[Challenge 1]
Answer these questions from the text on Salzburg's history:
(a) In what year was Salzburg annexed by Austria?
(b) What eruption caused the "Year Without a Summer"?
(c) Which valley was handed over to Tirol?
[Challenge 2] Continue the text on Salzburg's history past its final sentence.

[Document]
No Love at First Sight
Salzburg, Austrian since 1816
By Robert Hoffmann
Top Photo: View of Salzburg Cathedral. Anne Zeuner/ Salzburg Festival
Few people are probably aware that the federal state of Salzburg, which is geographically located in the center of the republic and whose scenic beauty and cultural significance have largely influenced the image of our country, was annexed by Austria in 1816, just over 200 years ago - centuries later than the neighboring states of Tirol, Styria and Upper Austria.
Until 1803, the state of Salzburg was a Prince-Archbishopric of the Holy Roman Empire. That year marked the end of the 1,100-year long secular reign of the archbishops, after the Bavarian Duke Theodor had given the ancient Roman city Luvavum to Rupert of Salzburg (the first Bishop of Salzburg and also the patron saint of the federal state of Salzburg). During the Napoleonic Wars (1803-1815), the former prince-archbishopric went through a three-time occupation by French troops and a fivefold change of nationality. It was only after Napoleon’s final defeat at Waterloo that his former ally Bavaria agreed under military pressure to cede Salzburg to Austria in the spring of 1816.
This transitional period had a rather negative impact on Salzburg. Highly indebted, plundered and reduced to its most valuable territories, Salzburg was placed under Austrian rule. The enthusiasm of the people of Salzburg for yet another change of nationality, which was already dampened, fell silent soon after the handover ceremonies, as the Austrian integration took place under unfavorable conditions. The recession during the transformation into a peacetime economy was further intensified by the disruption of the financial system and above all, by the crop failure in 1816. Back then, it was unknown that the “Year Without a Summer” was a result of the volcanic eruption of Mount Tambora in Indonesia the year before.
In the autumn of 1816, the people of Salzburg already suffered from food scarcity and increased food prices. A police report from October 28, 1816, states: “Every week, the price of bread and other items rises. You hear people in the streets complaining and sighing loudly about the hard times. The economy is at an all-time low, jobs for the working class decline with each passing day, causing more and more misery and despair.” Adding to this unfavorable situation during the integration into the Austrian Empire was the fact that Salzburg had lost the best agricultural parts to Bavaria. The Ziller Valley, which formerly belonged to Salzburg, was also lost and handed over to Tirol as a sign of recognition for its loyalty to the imperial house during the Napoleonic era. The fear that the mutilated state would not have its own administration was confirmed soon after the change of government.

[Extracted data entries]
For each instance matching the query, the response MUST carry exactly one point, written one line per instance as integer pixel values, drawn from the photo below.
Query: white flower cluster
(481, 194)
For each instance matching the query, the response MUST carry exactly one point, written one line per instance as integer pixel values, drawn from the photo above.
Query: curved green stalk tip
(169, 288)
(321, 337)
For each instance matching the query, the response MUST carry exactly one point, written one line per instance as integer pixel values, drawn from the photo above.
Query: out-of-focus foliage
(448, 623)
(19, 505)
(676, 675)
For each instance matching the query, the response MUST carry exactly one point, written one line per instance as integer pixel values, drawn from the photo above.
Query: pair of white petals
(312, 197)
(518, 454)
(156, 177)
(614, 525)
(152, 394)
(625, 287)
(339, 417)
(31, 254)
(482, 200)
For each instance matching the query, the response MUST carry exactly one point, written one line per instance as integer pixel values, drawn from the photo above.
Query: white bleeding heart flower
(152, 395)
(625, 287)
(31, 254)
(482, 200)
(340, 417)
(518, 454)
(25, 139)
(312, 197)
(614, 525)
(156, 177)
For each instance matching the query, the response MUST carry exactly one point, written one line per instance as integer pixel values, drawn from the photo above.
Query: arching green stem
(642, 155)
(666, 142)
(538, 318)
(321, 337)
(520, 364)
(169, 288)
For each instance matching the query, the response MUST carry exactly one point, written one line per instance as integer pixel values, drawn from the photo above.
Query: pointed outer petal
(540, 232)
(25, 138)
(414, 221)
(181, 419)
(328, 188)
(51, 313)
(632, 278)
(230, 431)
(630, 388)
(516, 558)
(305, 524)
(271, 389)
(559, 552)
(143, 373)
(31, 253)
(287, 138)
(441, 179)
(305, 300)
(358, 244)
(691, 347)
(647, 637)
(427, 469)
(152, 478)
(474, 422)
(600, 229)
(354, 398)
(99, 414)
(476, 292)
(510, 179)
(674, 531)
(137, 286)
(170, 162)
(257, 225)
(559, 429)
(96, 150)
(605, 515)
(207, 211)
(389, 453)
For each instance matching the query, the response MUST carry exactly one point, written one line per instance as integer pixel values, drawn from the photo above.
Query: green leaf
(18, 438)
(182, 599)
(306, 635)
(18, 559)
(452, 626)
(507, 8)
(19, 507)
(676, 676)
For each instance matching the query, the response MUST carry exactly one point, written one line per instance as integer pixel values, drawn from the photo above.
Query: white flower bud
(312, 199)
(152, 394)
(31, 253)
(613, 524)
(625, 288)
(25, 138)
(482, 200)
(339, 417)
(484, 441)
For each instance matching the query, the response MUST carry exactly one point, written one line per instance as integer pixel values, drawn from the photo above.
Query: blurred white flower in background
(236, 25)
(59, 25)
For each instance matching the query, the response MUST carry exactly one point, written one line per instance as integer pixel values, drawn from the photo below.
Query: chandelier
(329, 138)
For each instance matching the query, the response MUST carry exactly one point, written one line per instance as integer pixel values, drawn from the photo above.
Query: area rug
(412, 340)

[Final answer 1]
(a) 1816
(b) The eruption of Mount Tambora in Indonesia
(c) The Ziller Valley

[Final answer 2]
In order to save costs, Emperor Francis I rejected Salzburg's petition for its own state government, and instead placed Salzburg as the fifth county under the state government of Upper Austria in Linz. In a petition, the citizens of Salzburg unsuccessfully tried to convince Emperor Francis I of the necessity of the archbishop's residence, a state government of its own, the restoration of the estates of Salzburg, as well as their own university, which had been abolished by the Bavarians.
By addressing the emperor, they intended to “at least save Salzburg to some degree, which had fallen to a village of the poor with empty palaces.” In its reply, the government in Vienna objected to the “inappropriate style of the request, whose evident purpose is only to overshadow the present administration with unfavorable comparisons.” The residents of the city of Salzburg were particularly hard hit by the degradation of the state. The loss of the residence and capital function was emotionally and economically difficult to cope with. At the end of the 18th century, fifty percent of the city's population were dependent on the archbishop's court, either working as an official or a servant at the court.
Merchants and traders relied on the consumption of the court and the numerous civil servants to make their living. The descent to Linz's subordinate county led to a massive migration of the former court staff, the officials and the intelligentsia from Salzburg. In 1800, Salzburg counted 550 officials and other servants, including judges and teachers; this number fell rapidly to 162 in the first years of the Austrian administration. It is not surprising that the population of the city of Salzburg fell from about 16,000 inhabitants at the end of the 18th century to about 11,000 after the annexation by Austria. Instead of the court and the princely state government, Salzburg received its orders from Linz or Vienna.
Under the order of the court police and censorship office in Vienna, subordinate officials suspiciously controlled every movement of the public opinion in Salzburg during the entire era of Vormärz (“pre-March” in English, also known as the Age of Metternich, which preceded the 1848 March Revolutions). However, the image of the Habsburg administration as cumbersome and incapable of modernizing during that time is not completely true. A counterexample is the precise planning and efficient implementation of land surveying within the framework of the Francis’ Cadastre (named after the Austrian Emperor Francis I), a large-scale project to establish a single legal area in soil evaluation and taxation matters. The Habsburg administration also proved to be efficient in other areas.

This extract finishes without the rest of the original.